▶ **PROBLEM STATEMENT**
Produce an exact copy of the lines from the line containing "of the metal" through the last line of the listing below, both ends included, and nothing else.

▶ **INPUT**
[Start]

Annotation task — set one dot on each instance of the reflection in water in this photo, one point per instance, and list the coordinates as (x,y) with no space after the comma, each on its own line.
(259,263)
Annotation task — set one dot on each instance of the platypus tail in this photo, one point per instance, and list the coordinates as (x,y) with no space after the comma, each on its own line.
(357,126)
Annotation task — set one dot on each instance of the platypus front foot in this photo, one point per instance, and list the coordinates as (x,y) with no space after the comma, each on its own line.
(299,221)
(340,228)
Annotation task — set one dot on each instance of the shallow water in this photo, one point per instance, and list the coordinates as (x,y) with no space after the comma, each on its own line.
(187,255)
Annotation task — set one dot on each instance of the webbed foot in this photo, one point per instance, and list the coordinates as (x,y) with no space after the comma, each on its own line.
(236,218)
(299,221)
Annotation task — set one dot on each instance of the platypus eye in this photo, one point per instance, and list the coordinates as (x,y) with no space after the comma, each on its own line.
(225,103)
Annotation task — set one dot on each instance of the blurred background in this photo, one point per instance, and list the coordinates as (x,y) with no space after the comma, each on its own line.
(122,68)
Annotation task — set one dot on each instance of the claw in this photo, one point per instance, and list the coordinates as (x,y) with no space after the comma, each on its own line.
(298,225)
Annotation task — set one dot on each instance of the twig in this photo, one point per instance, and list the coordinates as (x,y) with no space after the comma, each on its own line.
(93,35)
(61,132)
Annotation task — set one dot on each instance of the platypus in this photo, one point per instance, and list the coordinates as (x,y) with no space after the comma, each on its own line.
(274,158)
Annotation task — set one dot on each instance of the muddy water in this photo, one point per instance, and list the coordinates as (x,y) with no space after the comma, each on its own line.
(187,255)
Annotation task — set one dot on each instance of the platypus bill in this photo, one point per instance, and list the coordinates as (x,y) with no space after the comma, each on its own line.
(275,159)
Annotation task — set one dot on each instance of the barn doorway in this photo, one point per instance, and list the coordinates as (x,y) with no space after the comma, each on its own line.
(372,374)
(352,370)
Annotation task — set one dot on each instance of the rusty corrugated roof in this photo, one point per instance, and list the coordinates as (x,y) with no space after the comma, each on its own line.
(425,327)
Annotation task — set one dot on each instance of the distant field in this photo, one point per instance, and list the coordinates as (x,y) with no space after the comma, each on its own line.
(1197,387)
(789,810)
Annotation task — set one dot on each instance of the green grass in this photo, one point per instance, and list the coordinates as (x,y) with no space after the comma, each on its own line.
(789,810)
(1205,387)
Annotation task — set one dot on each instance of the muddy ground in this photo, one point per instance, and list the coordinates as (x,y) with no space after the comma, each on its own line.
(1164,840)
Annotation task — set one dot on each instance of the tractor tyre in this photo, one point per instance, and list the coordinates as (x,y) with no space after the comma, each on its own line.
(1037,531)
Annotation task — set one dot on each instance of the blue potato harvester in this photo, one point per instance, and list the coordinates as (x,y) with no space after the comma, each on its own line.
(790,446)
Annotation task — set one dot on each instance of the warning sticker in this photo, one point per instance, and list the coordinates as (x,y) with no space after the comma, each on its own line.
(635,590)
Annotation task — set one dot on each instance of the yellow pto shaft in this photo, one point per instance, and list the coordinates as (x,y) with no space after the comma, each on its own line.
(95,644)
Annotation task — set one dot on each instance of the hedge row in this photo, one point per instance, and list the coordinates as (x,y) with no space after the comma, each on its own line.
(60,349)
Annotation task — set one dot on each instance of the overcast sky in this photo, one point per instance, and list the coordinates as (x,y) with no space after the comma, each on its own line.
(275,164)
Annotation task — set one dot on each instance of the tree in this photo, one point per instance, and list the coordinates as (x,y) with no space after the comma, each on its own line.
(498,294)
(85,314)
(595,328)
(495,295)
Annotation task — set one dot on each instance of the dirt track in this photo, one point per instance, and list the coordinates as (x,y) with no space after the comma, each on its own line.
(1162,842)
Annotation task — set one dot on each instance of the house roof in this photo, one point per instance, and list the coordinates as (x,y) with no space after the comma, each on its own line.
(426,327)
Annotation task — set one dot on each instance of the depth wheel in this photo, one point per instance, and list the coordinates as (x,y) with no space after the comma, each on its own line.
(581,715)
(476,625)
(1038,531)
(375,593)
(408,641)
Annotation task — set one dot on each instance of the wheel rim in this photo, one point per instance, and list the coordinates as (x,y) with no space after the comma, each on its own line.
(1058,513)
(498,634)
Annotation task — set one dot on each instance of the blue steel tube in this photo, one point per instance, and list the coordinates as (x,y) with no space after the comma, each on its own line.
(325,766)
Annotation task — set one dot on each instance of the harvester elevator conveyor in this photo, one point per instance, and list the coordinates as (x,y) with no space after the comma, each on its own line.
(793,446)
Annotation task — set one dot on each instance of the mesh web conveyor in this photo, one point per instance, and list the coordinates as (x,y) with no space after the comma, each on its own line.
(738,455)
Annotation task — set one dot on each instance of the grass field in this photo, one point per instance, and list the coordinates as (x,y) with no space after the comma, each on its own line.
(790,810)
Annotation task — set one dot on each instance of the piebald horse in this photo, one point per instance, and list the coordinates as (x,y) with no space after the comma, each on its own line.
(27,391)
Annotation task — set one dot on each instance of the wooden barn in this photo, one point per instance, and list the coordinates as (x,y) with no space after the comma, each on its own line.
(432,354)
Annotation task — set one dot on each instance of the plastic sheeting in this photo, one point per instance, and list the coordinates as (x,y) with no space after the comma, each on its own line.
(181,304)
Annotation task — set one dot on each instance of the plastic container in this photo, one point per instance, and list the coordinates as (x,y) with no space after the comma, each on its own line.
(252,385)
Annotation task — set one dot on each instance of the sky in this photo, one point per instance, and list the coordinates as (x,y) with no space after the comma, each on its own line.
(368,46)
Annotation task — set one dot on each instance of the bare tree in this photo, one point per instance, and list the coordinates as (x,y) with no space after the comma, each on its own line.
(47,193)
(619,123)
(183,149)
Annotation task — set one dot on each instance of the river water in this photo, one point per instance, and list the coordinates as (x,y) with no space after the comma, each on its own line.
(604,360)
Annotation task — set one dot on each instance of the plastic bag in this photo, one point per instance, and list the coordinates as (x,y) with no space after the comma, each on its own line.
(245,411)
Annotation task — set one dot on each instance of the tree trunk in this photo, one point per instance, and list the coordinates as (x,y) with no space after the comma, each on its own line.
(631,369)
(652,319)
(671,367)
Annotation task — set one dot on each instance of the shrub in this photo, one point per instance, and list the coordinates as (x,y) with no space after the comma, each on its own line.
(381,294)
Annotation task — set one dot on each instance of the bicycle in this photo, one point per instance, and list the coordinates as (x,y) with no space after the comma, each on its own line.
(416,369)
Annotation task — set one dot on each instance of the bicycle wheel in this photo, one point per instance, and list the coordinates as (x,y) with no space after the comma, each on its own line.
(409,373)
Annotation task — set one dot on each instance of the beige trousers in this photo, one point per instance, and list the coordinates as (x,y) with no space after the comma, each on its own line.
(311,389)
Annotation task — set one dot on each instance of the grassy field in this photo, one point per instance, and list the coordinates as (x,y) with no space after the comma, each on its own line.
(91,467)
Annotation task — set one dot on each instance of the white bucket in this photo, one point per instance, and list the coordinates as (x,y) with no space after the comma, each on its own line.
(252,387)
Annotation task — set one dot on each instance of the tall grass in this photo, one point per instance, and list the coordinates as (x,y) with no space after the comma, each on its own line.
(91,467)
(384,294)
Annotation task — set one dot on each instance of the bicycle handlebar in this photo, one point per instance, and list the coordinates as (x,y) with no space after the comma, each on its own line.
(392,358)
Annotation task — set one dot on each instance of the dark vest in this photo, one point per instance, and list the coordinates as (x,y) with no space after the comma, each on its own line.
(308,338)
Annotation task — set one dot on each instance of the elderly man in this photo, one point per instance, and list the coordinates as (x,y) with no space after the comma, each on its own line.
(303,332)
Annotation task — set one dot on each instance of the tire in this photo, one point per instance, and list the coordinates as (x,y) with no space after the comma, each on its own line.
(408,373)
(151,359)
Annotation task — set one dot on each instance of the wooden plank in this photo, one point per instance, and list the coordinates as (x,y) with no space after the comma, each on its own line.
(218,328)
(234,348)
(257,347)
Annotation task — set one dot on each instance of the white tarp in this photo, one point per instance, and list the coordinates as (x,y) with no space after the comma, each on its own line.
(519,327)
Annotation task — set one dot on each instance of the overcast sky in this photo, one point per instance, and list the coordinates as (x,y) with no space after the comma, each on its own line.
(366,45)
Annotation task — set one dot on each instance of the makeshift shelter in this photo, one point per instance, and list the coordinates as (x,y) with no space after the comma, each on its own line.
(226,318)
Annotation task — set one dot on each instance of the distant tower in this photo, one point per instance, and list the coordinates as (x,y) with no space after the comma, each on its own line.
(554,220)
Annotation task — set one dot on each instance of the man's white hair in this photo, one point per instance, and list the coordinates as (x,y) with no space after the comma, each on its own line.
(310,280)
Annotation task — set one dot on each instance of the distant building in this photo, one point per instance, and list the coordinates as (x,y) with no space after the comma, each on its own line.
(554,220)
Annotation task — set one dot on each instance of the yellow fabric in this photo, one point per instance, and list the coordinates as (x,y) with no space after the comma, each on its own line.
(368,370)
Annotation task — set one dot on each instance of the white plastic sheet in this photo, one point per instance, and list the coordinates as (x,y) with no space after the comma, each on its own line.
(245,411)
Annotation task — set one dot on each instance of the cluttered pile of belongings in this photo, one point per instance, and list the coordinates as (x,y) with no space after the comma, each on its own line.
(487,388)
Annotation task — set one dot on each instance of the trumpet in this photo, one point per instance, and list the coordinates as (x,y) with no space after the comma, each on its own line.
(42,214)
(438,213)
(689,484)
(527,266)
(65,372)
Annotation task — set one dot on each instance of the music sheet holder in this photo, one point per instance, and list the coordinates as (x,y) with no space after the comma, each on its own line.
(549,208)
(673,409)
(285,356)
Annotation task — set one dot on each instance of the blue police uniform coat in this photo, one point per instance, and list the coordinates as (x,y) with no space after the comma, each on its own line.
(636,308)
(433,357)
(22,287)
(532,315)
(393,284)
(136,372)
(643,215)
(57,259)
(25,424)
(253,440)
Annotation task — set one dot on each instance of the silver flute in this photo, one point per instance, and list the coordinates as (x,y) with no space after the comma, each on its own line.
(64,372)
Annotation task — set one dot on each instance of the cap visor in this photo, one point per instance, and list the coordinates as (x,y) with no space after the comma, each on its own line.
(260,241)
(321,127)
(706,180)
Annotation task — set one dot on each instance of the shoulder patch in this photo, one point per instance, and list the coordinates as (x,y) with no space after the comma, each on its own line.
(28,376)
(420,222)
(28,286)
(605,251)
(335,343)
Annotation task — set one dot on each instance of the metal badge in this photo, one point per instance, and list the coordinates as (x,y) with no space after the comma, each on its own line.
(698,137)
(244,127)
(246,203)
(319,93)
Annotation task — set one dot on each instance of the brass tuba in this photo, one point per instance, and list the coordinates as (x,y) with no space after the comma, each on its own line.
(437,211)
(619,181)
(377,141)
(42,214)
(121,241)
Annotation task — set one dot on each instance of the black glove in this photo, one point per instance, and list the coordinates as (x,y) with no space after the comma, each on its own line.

[End]

▶ **RIGHT ANSWER**
Annotation task — set one dot on each instance of the metal badge in this photo, one point per instance, and list the coordinates as (x,y) with no space after the comma, each on its own line.
(698,137)
(244,127)
(246,203)
(319,93)
Annotation task — set one dot on each instance of the brass tuba in this photo, one point per instance, and list the coordinates as (x,y) with no space after the comma, each on its own line.
(437,211)
(619,181)
(377,141)
(42,214)
(121,241)
Annotation task — set one dot on each instance of the black glove in this photo, one point per instance, and list the coordinates as (x,y) with no space after the comma, each on its own line.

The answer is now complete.